WORK INSTRUCTIONS:
Whenever the word "below" shows up in a line of the data, copy that line.

SUPPLIED RECORDS:
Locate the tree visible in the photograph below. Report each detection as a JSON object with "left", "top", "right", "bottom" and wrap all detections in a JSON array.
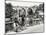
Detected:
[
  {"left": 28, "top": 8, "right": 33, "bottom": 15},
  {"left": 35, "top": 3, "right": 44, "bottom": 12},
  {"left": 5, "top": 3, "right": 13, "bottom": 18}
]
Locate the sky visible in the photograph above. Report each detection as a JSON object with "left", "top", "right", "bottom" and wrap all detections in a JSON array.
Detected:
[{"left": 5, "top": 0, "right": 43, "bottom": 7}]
* * *
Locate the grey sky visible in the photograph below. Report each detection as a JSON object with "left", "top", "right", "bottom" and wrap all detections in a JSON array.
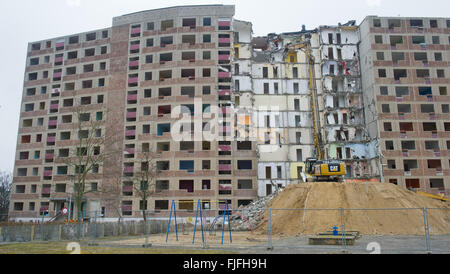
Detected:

ANSWER TO THIS EXERCISE:
Locate the tree visible in the photograph below. Report each detection as a JSON object with "left", "top", "right", "bottom" and wrap all detections in a JSON array.
Locate the grey sky visible in the photograph below. Report each detection as a JSON object with "left", "top", "right", "bottom" and wrap all detections in a JSON array.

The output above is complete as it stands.